[Source records]
--- START ---

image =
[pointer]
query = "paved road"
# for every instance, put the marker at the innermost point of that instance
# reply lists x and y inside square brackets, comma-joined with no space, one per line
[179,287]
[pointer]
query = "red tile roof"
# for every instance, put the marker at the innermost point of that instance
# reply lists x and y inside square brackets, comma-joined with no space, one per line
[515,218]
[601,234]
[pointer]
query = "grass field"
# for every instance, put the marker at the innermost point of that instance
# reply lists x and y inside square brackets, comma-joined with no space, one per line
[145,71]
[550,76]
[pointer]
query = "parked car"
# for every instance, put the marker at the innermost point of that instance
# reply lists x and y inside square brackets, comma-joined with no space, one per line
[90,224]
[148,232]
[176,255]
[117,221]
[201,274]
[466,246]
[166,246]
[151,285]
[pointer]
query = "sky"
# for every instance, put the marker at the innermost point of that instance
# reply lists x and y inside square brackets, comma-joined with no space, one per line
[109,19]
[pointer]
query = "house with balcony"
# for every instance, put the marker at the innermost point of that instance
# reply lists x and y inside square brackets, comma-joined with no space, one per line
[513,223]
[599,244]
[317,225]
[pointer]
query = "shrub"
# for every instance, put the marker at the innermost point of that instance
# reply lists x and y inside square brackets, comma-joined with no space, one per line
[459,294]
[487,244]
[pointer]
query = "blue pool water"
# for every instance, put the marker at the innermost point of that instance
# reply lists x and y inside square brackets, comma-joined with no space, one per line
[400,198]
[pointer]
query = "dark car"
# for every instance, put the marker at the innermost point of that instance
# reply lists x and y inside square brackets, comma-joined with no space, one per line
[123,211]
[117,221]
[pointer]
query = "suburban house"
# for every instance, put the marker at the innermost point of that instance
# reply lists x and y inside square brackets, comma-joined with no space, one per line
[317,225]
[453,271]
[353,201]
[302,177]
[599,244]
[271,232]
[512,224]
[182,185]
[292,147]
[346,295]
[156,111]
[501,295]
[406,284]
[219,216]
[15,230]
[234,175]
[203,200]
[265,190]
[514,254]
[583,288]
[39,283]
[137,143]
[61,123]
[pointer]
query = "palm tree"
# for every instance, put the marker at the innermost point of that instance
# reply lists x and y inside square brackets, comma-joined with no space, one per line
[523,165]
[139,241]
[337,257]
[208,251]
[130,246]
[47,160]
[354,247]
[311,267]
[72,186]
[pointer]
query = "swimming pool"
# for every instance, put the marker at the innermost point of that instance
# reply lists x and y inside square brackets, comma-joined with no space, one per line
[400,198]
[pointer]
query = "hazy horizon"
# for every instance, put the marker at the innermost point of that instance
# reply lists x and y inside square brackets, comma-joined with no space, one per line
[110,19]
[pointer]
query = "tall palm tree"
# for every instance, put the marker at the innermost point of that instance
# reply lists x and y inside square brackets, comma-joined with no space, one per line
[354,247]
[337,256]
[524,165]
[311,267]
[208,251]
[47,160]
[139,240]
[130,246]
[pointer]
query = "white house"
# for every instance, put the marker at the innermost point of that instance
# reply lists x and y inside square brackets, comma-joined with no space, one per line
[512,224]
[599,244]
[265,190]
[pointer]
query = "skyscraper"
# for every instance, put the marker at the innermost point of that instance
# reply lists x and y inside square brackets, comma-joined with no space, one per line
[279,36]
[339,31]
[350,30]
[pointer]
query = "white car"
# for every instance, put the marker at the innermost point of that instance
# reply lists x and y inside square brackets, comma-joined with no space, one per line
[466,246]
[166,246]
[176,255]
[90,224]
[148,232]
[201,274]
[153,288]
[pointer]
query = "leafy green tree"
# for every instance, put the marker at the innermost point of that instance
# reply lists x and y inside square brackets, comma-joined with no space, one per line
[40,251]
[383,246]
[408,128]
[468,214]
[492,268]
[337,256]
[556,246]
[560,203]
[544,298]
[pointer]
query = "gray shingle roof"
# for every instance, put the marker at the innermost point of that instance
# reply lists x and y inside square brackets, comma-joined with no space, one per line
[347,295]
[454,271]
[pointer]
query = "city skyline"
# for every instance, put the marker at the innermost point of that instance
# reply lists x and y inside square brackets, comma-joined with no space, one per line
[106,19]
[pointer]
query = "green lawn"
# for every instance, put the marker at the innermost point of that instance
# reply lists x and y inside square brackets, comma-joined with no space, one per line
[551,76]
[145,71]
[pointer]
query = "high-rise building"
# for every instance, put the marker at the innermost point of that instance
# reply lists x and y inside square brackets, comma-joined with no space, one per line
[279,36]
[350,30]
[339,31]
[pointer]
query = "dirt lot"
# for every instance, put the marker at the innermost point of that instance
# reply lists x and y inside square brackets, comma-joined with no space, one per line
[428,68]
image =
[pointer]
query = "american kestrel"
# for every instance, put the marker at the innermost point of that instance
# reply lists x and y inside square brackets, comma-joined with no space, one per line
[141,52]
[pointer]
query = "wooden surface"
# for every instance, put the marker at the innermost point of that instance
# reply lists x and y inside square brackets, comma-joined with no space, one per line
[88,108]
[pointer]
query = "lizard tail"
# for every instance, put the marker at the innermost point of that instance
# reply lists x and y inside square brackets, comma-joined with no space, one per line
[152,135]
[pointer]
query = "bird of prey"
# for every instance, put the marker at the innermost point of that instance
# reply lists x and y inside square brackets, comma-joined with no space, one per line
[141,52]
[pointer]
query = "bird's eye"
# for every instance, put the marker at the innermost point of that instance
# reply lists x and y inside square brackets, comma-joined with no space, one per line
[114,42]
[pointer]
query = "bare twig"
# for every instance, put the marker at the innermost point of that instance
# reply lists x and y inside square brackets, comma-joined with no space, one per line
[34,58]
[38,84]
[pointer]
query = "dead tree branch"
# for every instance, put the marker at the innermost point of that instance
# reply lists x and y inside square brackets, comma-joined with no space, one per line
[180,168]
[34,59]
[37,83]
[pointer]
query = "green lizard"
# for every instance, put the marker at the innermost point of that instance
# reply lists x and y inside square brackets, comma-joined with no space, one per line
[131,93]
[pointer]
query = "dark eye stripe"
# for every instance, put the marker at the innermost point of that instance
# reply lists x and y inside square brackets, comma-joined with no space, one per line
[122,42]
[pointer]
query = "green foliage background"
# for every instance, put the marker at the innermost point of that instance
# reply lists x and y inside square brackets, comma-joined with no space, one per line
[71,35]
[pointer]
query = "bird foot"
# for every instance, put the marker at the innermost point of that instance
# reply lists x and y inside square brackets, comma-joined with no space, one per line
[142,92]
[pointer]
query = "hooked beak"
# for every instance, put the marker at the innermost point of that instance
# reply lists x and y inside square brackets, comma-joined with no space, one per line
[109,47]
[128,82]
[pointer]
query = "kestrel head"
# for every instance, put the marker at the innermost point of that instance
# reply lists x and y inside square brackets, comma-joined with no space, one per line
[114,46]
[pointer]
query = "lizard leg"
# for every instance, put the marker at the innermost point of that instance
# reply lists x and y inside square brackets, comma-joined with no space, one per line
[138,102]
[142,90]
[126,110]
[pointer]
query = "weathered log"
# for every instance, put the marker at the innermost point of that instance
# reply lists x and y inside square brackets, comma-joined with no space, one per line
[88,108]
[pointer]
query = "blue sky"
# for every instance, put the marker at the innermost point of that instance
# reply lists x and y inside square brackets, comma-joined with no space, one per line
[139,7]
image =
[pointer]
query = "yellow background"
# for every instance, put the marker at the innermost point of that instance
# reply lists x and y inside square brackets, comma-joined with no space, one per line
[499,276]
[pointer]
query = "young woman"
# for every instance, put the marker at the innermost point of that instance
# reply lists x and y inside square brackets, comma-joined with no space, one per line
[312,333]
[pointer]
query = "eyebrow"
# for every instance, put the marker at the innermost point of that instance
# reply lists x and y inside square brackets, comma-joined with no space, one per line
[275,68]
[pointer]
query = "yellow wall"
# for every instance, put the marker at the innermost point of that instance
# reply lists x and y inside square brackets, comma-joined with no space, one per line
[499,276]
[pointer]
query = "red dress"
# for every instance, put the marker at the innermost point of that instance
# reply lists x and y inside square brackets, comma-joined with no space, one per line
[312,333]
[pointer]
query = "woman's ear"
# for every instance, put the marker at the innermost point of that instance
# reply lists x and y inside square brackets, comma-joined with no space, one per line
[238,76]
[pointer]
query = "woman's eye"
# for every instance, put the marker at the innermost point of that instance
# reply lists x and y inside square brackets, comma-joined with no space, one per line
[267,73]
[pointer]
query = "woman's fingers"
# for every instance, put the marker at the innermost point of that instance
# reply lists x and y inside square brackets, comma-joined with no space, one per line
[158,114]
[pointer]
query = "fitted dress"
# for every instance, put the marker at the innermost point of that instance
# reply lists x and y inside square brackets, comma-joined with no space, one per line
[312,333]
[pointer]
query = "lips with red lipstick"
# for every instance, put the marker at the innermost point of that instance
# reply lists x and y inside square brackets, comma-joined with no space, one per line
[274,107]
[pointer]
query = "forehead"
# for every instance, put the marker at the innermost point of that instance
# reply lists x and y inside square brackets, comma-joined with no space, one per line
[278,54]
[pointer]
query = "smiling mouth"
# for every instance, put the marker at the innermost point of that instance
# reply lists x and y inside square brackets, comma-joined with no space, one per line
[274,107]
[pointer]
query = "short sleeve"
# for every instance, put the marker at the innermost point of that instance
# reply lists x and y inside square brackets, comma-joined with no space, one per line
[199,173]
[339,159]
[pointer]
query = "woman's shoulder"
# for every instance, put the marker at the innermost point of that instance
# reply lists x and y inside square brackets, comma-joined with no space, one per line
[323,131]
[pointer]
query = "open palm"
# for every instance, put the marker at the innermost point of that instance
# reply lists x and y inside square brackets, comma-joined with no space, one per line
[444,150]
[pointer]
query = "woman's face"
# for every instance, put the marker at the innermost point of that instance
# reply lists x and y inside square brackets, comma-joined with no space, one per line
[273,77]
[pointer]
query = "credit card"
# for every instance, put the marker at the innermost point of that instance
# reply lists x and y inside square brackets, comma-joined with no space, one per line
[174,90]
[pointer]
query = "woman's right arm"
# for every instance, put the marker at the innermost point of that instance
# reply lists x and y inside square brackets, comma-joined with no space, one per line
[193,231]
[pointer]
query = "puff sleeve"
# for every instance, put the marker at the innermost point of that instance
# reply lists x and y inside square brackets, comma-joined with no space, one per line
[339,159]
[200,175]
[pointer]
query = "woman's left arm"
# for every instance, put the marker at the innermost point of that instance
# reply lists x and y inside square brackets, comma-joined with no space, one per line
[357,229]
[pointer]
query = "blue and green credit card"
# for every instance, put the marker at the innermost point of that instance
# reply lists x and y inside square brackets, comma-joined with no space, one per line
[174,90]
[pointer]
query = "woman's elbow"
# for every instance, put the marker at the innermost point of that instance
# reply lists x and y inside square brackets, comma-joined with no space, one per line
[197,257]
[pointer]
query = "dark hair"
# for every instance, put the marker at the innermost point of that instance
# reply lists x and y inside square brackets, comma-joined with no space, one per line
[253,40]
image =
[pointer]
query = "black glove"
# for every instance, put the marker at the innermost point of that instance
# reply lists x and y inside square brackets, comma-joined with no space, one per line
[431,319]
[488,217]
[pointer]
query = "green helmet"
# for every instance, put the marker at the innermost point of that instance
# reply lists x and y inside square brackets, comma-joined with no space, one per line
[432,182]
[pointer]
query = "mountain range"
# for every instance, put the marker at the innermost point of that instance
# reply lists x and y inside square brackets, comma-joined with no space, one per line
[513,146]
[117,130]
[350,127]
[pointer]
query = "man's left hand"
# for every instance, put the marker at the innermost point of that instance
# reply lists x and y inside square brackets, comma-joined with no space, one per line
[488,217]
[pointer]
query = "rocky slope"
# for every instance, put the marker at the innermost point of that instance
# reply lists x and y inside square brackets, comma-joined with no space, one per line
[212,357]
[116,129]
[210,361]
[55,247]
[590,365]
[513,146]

--- END ---

▸ **Task objective**
Go through the entries above and copy each line with "left" in it.

▸ **Output below**
query = "woman's left arm"
query = "man's left hand"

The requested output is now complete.